-- Exercise description --
Render the lines below as a two-column CSV with headers text and answer: one row per line paired with its answer, each field in double quotes, line breaks changed to spaces. Leave the pictures out.

************

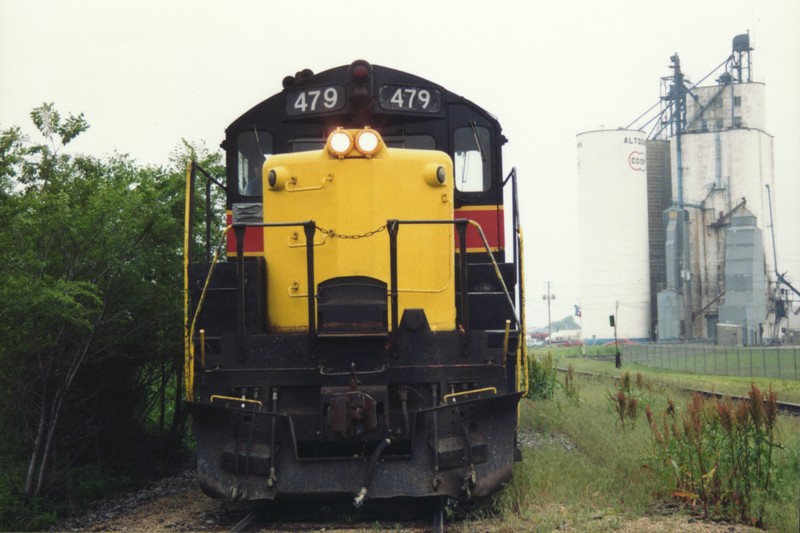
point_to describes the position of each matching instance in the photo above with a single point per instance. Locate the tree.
(90, 299)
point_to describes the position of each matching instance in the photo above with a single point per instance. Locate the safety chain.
(332, 233)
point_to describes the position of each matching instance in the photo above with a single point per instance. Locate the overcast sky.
(148, 73)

************

-- Final answer --
text,answer
"point_to describes the position of each matching instance in the photo above with a single point per instance. Locate the tree.","(90, 299)"
"point_to describes the position of each matching instance in the photo above with a single point per instance. Locate the safety chain.","(332, 233)"
"point_to describes the position of each matching instance in the photo above with a single point per instance. Locate the overcast sky.","(148, 73)"